(Excerpted text)
Is Physical Abuse Biblical Grounds for Divorce?

by Jared C. Wilson March 21, 2022

It seems every week brings into the spotlight yet another church that has failed to carefully handle cases of abuse. As we consider the best way to respond to such sin in our ranks, many wonder about the biblical teaching that should inform our care. One question that repeatedly comes up, of course, is whether physical abuse rises to the threshold of permissibility for divorce.

To put my cards on the table, my short answer to this question is Yes.

Of course, I am of the mind that there are biblically allowable grounds for divorce, though I know that many brothers and sisters of good faith see the same biblical data and come to different conclusions (of what the grounds are or even if divorce is ever allowed in any circumstance). Nonetheless, I think the Scriptures limit the permissibility of divorce (while not in every instance demanding the necessity of it) to cases of sexual unfaithfulness, which in my view includes circumstances of abandonment. In my view, physical/sexual abuse falls into the category of sexual unfaithfulness.

Now for the longer answer, and how I’m arriving at these conclusions:

The Biblical Teaching on Divorce

Direct teaching in the Scriptures on the prospect of divorce is limited to just a few texts, but there number should not be misconstrued as a lack of clarity. While the exegetical issues involved in their understanding has resulted in a variety of evangelical opinions over the years, a reasonable case may be made from the major relevant texts that the Bible teaches that divorce is allowed (though not necessarily promoted, and never mandated) in very specific instances involving “sexual immorality” or abandonment.

The first reference to be considered is Deuteronomy 24:1, which reads, “If a man marries a woman, but she becomes displeasing to him because he finds something indecent about her, he may write her a divorce certificate, hand it to her, and send her away from his house.” Understanding this passage hinges on the meaning of the phrase “something indecent,” which is more literally rendered “the nakedness of a thing.” The import is one directly of fornication—the physically sexual unfaithfulness of one married partner with another person outside the marriage—but the semantic range can include acts like “revealing one’s nakedness,” and even incest, pedophilia, or other sexual immoralities.

Jesus alludes to this passage in Matthew 19:9, where He says in response to the Pharisees’ question about divorce, “I tell you, whoever divorces his wife, except for sexual immorality, and marries another commits adultery.” The phrase here rendered “sexual immorality” corresponds to the Deuteronomic phrase “a matter of indecency,” and the natural reading of this passage is that Jesus is basically saying, “Whoever divorces his or her spouse, unless on the grounds of sexual immorality, commits adultery.”

(Material provided)
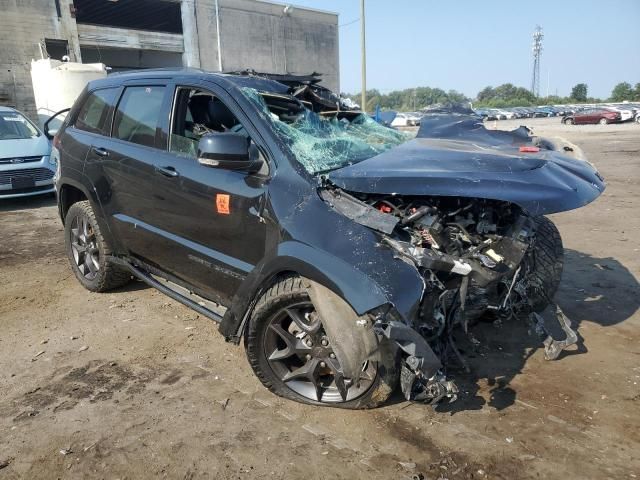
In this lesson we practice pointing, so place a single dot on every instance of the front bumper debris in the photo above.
(553, 347)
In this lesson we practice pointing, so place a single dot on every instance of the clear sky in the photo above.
(468, 44)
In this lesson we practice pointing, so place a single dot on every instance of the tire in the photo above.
(87, 251)
(290, 292)
(546, 263)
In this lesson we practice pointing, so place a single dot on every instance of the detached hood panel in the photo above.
(454, 155)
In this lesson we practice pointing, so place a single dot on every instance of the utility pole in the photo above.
(363, 48)
(537, 54)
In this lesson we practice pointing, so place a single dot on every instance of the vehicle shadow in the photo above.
(598, 290)
(23, 203)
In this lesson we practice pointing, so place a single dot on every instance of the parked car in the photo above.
(26, 167)
(342, 253)
(592, 115)
(405, 120)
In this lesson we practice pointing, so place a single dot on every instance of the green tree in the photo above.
(579, 92)
(621, 92)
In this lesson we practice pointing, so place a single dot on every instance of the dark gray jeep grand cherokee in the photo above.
(349, 256)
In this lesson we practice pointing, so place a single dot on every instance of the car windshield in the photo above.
(324, 142)
(14, 126)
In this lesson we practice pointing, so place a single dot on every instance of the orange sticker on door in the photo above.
(222, 203)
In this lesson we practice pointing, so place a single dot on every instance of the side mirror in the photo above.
(51, 132)
(229, 151)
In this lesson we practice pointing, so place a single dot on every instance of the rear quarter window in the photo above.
(93, 114)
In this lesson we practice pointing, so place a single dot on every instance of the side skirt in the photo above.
(177, 292)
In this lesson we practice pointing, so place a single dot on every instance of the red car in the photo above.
(594, 115)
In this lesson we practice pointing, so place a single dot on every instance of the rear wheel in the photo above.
(87, 251)
(292, 356)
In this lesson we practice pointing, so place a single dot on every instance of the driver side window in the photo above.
(195, 113)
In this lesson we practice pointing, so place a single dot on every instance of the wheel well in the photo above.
(68, 196)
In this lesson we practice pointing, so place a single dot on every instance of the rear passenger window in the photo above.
(138, 115)
(94, 112)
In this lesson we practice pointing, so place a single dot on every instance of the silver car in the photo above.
(26, 165)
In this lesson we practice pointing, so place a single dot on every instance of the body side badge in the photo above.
(222, 203)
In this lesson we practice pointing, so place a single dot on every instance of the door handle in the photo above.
(167, 171)
(100, 151)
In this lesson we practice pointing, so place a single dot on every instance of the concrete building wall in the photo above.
(254, 34)
(261, 36)
(23, 25)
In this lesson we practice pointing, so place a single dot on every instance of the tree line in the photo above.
(506, 95)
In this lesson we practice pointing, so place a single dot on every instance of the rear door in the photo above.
(88, 126)
(123, 165)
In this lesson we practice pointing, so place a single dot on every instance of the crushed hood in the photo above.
(455, 155)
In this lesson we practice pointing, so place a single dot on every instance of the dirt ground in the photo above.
(131, 384)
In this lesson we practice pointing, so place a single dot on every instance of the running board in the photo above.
(172, 290)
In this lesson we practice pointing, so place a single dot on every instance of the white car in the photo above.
(26, 166)
(401, 120)
(624, 113)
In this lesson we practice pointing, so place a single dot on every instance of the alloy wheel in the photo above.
(300, 354)
(84, 247)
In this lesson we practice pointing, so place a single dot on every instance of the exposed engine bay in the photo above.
(462, 204)
(477, 257)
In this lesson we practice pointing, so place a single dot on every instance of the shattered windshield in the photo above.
(325, 142)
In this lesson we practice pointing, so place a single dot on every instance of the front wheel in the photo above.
(546, 260)
(293, 357)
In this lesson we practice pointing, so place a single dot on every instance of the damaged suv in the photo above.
(346, 255)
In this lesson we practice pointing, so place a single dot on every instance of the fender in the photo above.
(356, 287)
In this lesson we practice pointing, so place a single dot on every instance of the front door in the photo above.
(211, 216)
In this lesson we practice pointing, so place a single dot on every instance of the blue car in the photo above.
(26, 166)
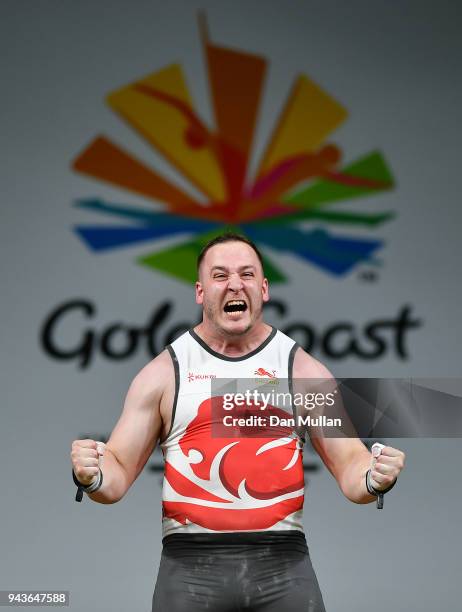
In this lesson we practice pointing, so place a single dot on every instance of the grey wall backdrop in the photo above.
(396, 67)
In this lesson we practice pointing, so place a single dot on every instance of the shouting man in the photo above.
(232, 506)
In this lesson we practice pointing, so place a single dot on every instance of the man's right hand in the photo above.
(85, 456)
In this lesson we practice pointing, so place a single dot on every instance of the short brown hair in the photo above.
(228, 237)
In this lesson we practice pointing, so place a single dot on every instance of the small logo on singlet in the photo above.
(192, 376)
(263, 372)
(266, 377)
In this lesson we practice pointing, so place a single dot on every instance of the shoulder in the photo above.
(155, 376)
(306, 366)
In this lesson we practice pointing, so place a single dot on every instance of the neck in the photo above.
(233, 345)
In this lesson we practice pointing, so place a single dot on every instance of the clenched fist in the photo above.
(85, 456)
(386, 465)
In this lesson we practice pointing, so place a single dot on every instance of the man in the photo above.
(232, 506)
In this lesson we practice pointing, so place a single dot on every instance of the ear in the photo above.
(265, 290)
(199, 293)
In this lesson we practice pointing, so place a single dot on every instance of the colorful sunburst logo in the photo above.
(299, 177)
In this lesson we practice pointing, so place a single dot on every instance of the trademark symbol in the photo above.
(368, 276)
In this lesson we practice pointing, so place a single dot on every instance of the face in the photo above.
(231, 288)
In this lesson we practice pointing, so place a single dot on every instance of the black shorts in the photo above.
(237, 572)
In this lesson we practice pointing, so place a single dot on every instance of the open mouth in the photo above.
(235, 306)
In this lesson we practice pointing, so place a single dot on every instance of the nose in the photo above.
(235, 282)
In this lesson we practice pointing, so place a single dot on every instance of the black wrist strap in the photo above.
(81, 487)
(376, 492)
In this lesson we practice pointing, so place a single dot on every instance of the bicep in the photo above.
(138, 429)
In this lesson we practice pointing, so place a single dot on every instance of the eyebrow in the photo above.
(225, 269)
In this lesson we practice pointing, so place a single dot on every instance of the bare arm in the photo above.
(135, 434)
(347, 458)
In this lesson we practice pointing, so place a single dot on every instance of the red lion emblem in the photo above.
(246, 483)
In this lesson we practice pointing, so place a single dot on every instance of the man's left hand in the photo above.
(386, 468)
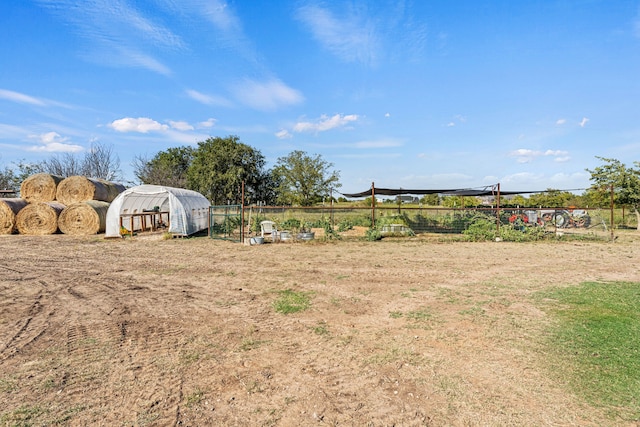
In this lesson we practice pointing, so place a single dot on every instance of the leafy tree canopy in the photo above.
(167, 168)
(624, 180)
(98, 162)
(303, 179)
(219, 167)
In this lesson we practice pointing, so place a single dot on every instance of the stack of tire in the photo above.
(49, 204)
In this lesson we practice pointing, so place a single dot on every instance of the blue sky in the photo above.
(411, 94)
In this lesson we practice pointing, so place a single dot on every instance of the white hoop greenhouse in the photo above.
(188, 211)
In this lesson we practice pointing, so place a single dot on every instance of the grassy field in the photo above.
(404, 331)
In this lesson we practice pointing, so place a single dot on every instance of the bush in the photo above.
(373, 234)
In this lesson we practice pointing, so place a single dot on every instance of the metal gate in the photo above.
(225, 222)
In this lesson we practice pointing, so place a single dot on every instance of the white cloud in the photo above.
(325, 123)
(382, 143)
(283, 134)
(524, 155)
(352, 38)
(207, 99)
(141, 125)
(118, 32)
(20, 97)
(266, 96)
(52, 142)
(209, 123)
(183, 126)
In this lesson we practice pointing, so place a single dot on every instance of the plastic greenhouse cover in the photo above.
(188, 210)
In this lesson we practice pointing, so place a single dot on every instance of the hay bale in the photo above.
(85, 218)
(41, 187)
(9, 208)
(39, 218)
(76, 189)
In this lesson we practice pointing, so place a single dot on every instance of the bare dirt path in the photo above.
(184, 332)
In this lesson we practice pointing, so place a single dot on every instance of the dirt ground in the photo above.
(406, 332)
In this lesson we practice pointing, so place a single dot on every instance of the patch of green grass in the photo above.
(25, 415)
(194, 398)
(7, 386)
(595, 344)
(291, 301)
(250, 344)
(419, 315)
(321, 329)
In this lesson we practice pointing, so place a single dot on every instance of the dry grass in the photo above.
(185, 331)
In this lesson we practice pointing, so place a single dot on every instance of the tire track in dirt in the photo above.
(31, 325)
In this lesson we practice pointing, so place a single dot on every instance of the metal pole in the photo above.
(612, 212)
(373, 205)
(498, 212)
(242, 215)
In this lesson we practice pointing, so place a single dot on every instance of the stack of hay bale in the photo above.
(75, 205)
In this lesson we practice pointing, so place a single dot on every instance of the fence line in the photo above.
(225, 221)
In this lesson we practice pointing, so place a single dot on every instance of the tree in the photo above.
(167, 168)
(8, 180)
(221, 165)
(624, 180)
(98, 162)
(303, 179)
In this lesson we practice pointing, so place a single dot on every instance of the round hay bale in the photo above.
(85, 218)
(9, 208)
(39, 218)
(76, 189)
(40, 187)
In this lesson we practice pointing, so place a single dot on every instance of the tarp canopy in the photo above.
(188, 210)
(484, 191)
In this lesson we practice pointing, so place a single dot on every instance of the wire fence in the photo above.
(481, 223)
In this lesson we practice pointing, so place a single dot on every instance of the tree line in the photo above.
(217, 168)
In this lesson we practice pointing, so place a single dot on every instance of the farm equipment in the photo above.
(560, 218)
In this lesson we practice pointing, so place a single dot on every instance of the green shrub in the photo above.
(373, 234)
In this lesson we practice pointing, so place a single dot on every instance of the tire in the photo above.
(561, 219)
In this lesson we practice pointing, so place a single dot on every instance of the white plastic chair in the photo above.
(269, 229)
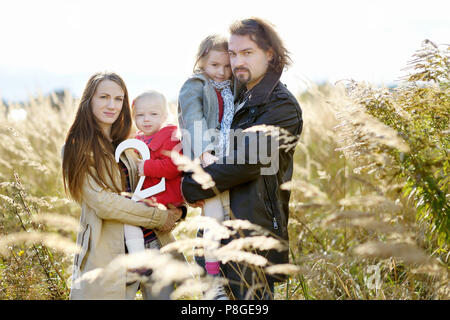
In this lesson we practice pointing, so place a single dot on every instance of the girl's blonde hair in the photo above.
(151, 94)
(211, 42)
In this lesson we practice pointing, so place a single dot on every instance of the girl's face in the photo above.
(217, 66)
(149, 114)
(107, 103)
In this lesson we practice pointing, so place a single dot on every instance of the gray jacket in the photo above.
(198, 116)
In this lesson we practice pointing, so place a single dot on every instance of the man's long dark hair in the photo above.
(264, 35)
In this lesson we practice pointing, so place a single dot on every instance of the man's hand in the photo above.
(197, 204)
(140, 165)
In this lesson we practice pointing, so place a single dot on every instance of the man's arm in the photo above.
(245, 165)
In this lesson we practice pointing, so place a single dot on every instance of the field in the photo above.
(369, 204)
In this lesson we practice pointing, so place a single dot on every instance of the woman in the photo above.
(95, 181)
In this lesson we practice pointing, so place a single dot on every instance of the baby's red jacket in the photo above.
(160, 165)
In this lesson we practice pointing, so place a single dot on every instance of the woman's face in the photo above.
(107, 103)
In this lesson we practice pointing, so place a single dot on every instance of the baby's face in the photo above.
(217, 66)
(149, 114)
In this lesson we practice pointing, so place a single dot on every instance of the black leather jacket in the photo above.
(254, 196)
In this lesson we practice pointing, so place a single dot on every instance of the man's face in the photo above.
(248, 62)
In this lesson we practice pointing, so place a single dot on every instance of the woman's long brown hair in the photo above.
(87, 150)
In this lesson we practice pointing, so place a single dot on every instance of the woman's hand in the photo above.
(140, 165)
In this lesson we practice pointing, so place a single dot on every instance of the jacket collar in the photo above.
(262, 91)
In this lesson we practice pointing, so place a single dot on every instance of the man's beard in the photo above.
(243, 78)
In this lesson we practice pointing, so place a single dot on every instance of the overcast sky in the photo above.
(47, 45)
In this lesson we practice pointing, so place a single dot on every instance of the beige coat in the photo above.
(101, 237)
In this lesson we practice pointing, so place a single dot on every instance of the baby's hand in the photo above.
(140, 165)
(207, 158)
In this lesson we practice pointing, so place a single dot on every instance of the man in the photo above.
(257, 57)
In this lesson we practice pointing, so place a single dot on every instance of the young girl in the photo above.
(95, 181)
(149, 111)
(205, 111)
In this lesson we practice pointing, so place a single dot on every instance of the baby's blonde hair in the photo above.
(211, 42)
(151, 94)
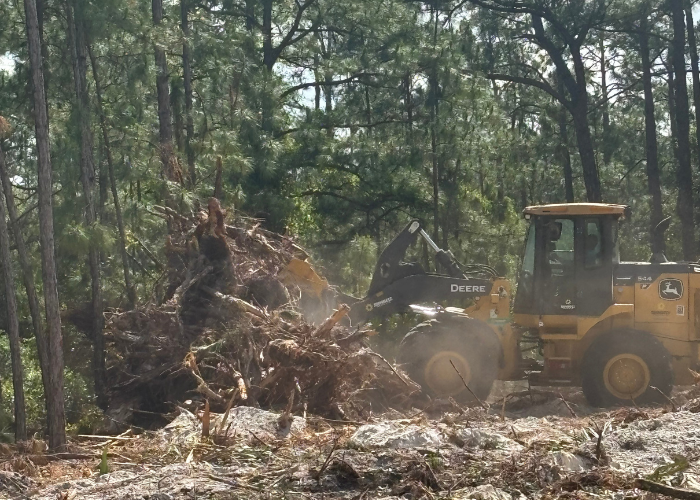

(Work to complete)
1) Find every line in the listing that contains the word "dark" and copy each one out; case counts.
2) Continue the article on physical abuse as grounds for divorce from the point where it stops.
The article and the listing were taken from unrelated sources.

(Set of answers)
1)
In this lesson we practice pointing, so place a single dot on every instance of the dark gray jeep grand cherokee in the photo above.
In this lesson we practice pointing, so place a single dot on every instance of the man's long dark hair in the photo above.

2)
Another for consideration comes from the pen of the Apostle Paul, who in 1 Corinthians 7:10-15 addresses an implied question about a believer divorcing an apparent unbeliever:

10 To the married I give this command—not I, but the Lord—a wife is not to leave her husband. 11 But if she does leave, she must remain unmarried or be reconciled to her husband—and a husband is not to divorce his wife. 12 But I (not the Lord) say to the rest: If any brother has an unbelieving wife and she is willing to live with him, he must not divorce her. 13 Also, if any woman has an unbelieving husband and he is willing to live with her, she must not divorce her husband. 14 For the unbelieving husband is made holy by the wife, and the unbelieving wife is made holy by the husband. Otherwise your children would be unclean, but as it is they are holy. 15 But if the unbeliever leaves, let him leave. A brother or a sister is not bound in such cases. God has called you to live in peace.

In this text, Paul is elaborating on what Christ has taught in Matthew 19 and its synoptic parallels (as well in Matthew 5:32), neither amending Jesus’ words nor contradicting them. Rather, Paul inclusion of “abandonment” here, and other “such cases” (v.15) as a form of sexual unfaithfulness. We may reason so due to his previous admonition in 1 Corinthians 7:1-7 regarding “conjugal rights.”

In summary, the major biblical texts speaking to the issue of divorce (and remarriage) speak to the permissibility of divorce in the narrow case of “sexual immorality” and that in such cases, the offended party may be “free”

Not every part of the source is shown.